:: YOUR INSTRUCTIONS ::
Reproduce the material below with each "photo" switched to "image" and nothing else changed.

:: ENTRIES SUPPLIED ::
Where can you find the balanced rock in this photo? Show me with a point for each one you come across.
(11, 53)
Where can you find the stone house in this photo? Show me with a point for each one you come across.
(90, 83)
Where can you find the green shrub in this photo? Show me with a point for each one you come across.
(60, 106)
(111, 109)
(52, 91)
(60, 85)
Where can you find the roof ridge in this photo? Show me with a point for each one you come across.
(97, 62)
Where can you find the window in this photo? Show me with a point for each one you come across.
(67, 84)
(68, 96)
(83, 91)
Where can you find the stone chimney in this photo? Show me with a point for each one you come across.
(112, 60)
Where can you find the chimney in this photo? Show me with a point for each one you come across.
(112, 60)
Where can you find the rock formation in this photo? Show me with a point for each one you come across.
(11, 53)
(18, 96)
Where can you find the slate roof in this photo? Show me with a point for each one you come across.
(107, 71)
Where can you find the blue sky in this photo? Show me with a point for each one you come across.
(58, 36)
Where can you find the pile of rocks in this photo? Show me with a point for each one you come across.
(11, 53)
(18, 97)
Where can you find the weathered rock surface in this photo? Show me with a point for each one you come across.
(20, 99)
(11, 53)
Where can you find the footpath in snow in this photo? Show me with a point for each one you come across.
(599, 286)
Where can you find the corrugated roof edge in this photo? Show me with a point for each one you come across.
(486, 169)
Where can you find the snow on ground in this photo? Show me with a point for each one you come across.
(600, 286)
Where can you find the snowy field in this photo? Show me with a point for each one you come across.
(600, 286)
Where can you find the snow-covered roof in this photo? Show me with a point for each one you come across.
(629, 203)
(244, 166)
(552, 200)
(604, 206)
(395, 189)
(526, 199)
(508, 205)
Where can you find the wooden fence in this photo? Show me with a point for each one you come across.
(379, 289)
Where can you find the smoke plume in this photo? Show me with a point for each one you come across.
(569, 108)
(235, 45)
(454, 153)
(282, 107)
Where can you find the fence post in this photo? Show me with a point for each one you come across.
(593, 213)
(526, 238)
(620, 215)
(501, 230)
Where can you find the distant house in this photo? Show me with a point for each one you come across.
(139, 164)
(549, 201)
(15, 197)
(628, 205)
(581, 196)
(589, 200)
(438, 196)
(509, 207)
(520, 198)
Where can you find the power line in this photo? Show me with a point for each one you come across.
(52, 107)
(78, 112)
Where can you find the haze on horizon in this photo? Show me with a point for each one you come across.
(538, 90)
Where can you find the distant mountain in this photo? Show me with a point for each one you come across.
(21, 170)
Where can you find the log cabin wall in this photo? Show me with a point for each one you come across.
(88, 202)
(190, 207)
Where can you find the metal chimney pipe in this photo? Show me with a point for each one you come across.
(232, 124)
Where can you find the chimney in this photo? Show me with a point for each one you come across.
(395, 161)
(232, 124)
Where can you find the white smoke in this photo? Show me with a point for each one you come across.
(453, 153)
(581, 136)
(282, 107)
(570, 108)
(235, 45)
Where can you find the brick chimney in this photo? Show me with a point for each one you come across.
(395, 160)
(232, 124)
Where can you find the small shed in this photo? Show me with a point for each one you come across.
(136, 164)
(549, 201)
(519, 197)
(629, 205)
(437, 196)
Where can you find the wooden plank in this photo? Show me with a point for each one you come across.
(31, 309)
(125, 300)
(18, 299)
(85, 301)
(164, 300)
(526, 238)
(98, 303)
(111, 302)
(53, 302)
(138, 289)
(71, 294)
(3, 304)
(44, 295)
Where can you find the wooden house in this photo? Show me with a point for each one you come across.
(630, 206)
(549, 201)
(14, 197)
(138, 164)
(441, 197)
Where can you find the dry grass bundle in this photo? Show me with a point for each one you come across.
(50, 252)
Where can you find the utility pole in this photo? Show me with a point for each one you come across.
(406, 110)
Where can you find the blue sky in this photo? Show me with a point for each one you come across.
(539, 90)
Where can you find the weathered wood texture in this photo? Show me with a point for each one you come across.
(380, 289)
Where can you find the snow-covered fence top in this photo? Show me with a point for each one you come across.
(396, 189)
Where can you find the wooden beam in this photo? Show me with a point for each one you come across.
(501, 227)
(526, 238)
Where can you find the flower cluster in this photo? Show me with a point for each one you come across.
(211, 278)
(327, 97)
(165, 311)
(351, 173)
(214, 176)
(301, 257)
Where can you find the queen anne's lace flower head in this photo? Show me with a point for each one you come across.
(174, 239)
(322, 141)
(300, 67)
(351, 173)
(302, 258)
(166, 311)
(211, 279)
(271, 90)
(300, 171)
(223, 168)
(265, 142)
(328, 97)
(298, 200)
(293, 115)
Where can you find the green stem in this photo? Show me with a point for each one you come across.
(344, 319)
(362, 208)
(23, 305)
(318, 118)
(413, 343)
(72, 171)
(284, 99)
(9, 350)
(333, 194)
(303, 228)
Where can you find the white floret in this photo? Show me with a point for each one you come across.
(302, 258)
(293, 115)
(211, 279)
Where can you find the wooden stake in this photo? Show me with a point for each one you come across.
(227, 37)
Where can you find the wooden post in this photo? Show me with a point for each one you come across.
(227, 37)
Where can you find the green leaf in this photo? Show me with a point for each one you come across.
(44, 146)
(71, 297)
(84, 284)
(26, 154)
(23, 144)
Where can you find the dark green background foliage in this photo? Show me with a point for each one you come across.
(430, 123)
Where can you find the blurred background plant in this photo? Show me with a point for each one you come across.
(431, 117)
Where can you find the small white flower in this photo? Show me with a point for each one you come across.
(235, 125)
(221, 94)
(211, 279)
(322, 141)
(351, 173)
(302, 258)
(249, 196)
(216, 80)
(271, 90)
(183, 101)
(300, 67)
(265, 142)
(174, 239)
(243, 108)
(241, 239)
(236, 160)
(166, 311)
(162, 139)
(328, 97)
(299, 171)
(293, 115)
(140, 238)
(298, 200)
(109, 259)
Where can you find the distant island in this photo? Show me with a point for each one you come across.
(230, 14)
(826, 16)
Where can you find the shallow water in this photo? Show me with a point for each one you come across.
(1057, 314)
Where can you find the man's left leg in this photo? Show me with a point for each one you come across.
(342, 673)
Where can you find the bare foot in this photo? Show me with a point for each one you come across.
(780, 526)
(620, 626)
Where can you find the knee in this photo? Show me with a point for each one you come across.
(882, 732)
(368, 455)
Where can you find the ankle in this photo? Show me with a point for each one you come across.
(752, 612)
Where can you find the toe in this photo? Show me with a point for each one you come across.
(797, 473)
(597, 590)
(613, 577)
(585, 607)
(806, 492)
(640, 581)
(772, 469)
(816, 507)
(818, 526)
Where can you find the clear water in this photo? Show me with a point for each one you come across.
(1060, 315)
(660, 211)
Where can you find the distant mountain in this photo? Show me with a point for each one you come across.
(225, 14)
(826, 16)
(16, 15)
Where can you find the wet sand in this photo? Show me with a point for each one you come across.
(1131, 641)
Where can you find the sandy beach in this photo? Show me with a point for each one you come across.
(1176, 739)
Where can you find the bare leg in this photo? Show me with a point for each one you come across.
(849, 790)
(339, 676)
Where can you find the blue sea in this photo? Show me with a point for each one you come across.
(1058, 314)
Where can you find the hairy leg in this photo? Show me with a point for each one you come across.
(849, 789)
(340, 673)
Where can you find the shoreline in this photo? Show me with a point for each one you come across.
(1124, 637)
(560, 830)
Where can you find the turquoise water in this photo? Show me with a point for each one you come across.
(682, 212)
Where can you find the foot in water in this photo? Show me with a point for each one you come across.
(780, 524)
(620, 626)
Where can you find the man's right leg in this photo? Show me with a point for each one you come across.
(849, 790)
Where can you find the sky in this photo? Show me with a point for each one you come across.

:: THE RESPONSE ::
Where can you find the balanced rock in this image? Show me with a point for each one you come across.
(11, 53)
Where can you find the stone house in this image? Show me with a point for each one you come across.
(90, 83)
Where can you find the green shrub in this image? Show me with a point for each one you come across.
(60, 106)
(111, 109)
(52, 91)
(60, 85)
Where can you find the roof ridge in this image? Show me with a point for each one you come across.
(97, 62)
Where can you find the window in this image? Show me with a point for each one you come across.
(67, 84)
(68, 96)
(83, 91)
Where can you find the stone chimney in this image? Show me with a point for each one you come across.
(112, 60)
Where can you find the chimney in this image? Show me with a point for each one you come across.
(112, 60)
Where can you find the rock formation in this image? Show me with a point for each one you come across.
(11, 53)
(18, 96)
Where can you find the slate roof in this image? Show me with a point for each one you come across.
(107, 71)
Where can you find the blue sky in this image? Show me with a point for each one you come across.
(58, 36)
Where can you find the pile of rocks in this image? Show me with a point for each one you come across.
(11, 53)
(18, 97)
Where can you find the weathered rock surface in this image? Show me with a point for each one you come across.
(20, 99)
(11, 53)
Where can you find the footpath in snow in this image? Show me with a point for each one you come across.
(599, 286)
Where can you find the corrugated roof edge in this image? Show me with a point for each one you come across.
(486, 169)
Where can you find the snow on ground in this image? Show me with a point for each one you come across.
(600, 286)
Where can you find the snowy field in this image? Show me with a point for each one you come across.
(600, 286)
Where can you find the snow-covered roof in this image? Show me with a point for each one you come across.
(629, 203)
(244, 166)
(552, 200)
(604, 206)
(395, 189)
(526, 199)
(508, 205)
Where can you find the wooden fence in this image? Show me with a point for each one you come across.
(379, 289)
Where can you find the smoke plume in this image? Show me with a point for each one you come across.
(569, 108)
(235, 45)
(454, 153)
(282, 107)
Where can you find the fence post in this image? Show me with a point for each one you come across.
(593, 213)
(526, 238)
(620, 215)
(501, 230)
Where can you find the distant house in this image? Show me with a point for each one you come across.
(139, 164)
(549, 201)
(15, 197)
(628, 205)
(581, 196)
(589, 200)
(438, 196)
(509, 207)
(520, 198)
Where can you find the power line in this image? Show me with a point for each one you come across.
(52, 107)
(78, 112)
Where can you find the haze on horizon in this image? Show me with a point for each one you come across.
(538, 90)
Where can you find the distant mountain in this image? Show me with a point for each one you come across.
(21, 170)
Where can you find the log cabin wall in this image? Show me with a point for each one you come across.
(88, 202)
(190, 207)
Where can you find the metal chimney pipe in this image? Show me with a point for each one you come across.
(232, 124)
Where can you find the chimney in this image? Show me with a point for each one you come across.
(395, 161)
(232, 124)
Where can you find the white smoke in this image? Show me with a point for each one you come across.
(453, 153)
(581, 136)
(282, 107)
(570, 108)
(235, 45)
Where can you find the brick chimney in this image? Show me with a point for each one you come across.
(395, 160)
(232, 124)
Where can you find the small shed in this image? Show me with a point for each one you come across.
(136, 164)
(549, 201)
(519, 197)
(629, 205)
(437, 196)
Where can you find the wooden plank in this image? Show me with a point for each one you come across.
(31, 309)
(125, 300)
(18, 299)
(85, 301)
(164, 300)
(526, 238)
(98, 303)
(111, 302)
(53, 302)
(138, 289)
(71, 294)
(3, 304)
(44, 295)
Where can you find the wooden house in this image? Show me with a point for each one you come across.
(630, 206)
(549, 201)
(14, 197)
(138, 164)
(441, 197)
Where can you find the dry grass bundle in this image? Show me with a point for each one you come across.
(50, 252)
Where can you find the utility pole in this image? Show me with a point for each one you come across.
(406, 110)
Where can you find the blue sky in this image? Show me with a point for each one you come across.
(539, 90)
Where can you find the weathered wood texture in this image? Show me with a point for each one you come across.
(380, 289)
Where can you find the snow-covered fence top in this image? Show me with a point for each one you come across.
(396, 189)
Where can you find the wooden beam in this image? Show me with a point for each one you come across.
(501, 227)
(526, 238)
Where can you find the flower cluster in this image? Show me with a point for each one you come across.
(211, 278)
(327, 97)
(165, 311)
(351, 173)
(214, 176)
(301, 257)
Where can you find the queen anne's lace flower head in this image? Show me with a point for each one you come across.
(174, 239)
(322, 141)
(300, 67)
(351, 173)
(302, 258)
(166, 311)
(211, 279)
(271, 90)
(300, 171)
(223, 168)
(265, 142)
(328, 97)
(298, 200)
(293, 115)
Where can you find the green stem in this image? Show me with a point for each one you come across.
(344, 319)
(362, 208)
(23, 305)
(318, 118)
(413, 343)
(72, 171)
(284, 99)
(9, 350)
(333, 194)
(303, 228)
Where can you find the white floret in this image? Show me with a point for each one you come across.
(302, 258)
(293, 115)
(211, 279)
Where can you find the wooden stake in this image? Show me with a point for each one you come across.
(227, 37)
Where can you find the wooden post in this image? Show me with a point for each one you come across.
(227, 37)
Where can you find the green leaf in this image? Show me with a point for each one you come across.
(44, 146)
(71, 297)
(84, 284)
(26, 154)
(23, 144)
Where can you find the dark green background foliage in this image? Show me with a point for each one you come across.
(430, 123)
Where can you find the blurred background plant in this image? Show me with a point for each one you come across.
(431, 117)
Where can you find the small white flower in this image? Show me with a point for each one you come across.
(235, 125)
(221, 94)
(211, 279)
(322, 141)
(351, 173)
(302, 258)
(249, 196)
(216, 80)
(271, 90)
(183, 101)
(300, 67)
(265, 142)
(174, 239)
(243, 108)
(241, 239)
(236, 160)
(166, 311)
(162, 139)
(328, 97)
(299, 171)
(293, 115)
(140, 238)
(298, 200)
(109, 259)
Where can you find the distant island in this image? Show me with a point for each one you come across.
(230, 14)
(826, 16)
Where can you find the shallow water in this image? Show me with a point for each one you come across.
(1057, 314)
Where can you find the man's left leg in this image? Show me with a point for each one you come across.
(342, 673)
Where can you find the bare foot in this image? Show me with a point for each one you come across.
(780, 526)
(620, 626)
Where can you find the knee in this image? Show me with a point for each one you come across.
(882, 732)
(368, 455)
Where can you find the ankle in this image? Show me with a point for each one you come across.
(752, 612)
Where can you find the toe in this image? Show me with a point for each one you come across.
(797, 473)
(597, 590)
(613, 577)
(585, 607)
(806, 492)
(640, 581)
(772, 469)
(816, 507)
(818, 526)
Where can you find the clear water in this image? Show me with a point for each one you come across.
(1060, 315)
(660, 211)
Where can you find the distant mountain in this image? Show me with a point for each one you come across.
(225, 14)
(826, 16)
(16, 15)
Where can you find the wet sand in this image? Show me with a point for each one you come across.
(1131, 641)
Where can you find the sandy beach in this image? Show me with a point for each one you come across.
(1176, 739)
Where can you find the bare leg in this image? Show me with a point for each one you come across.
(849, 790)
(339, 676)
Where can you find the blue sea in this image? Show me with a point for each one you come across.
(1058, 314)
Where can you find the hairy leg in this image? Show me with a point for each one you come across.
(849, 789)
(340, 673)
Where can you find the shoreline in this image? Show me with a point for each one you come across.
(1124, 637)
(560, 830)
Where can you find the turquoise water in this image? Show me with a point for each one you come across.
(682, 212)
Where can you find the foot in water in this image? Show me with a point for each one you come across.
(780, 524)
(620, 626)
Where can you find the man's right leg in this image? Show me with a point for each one you come across.
(849, 790)
Where can you find the sky in this image? Show me with a point for each one you come across.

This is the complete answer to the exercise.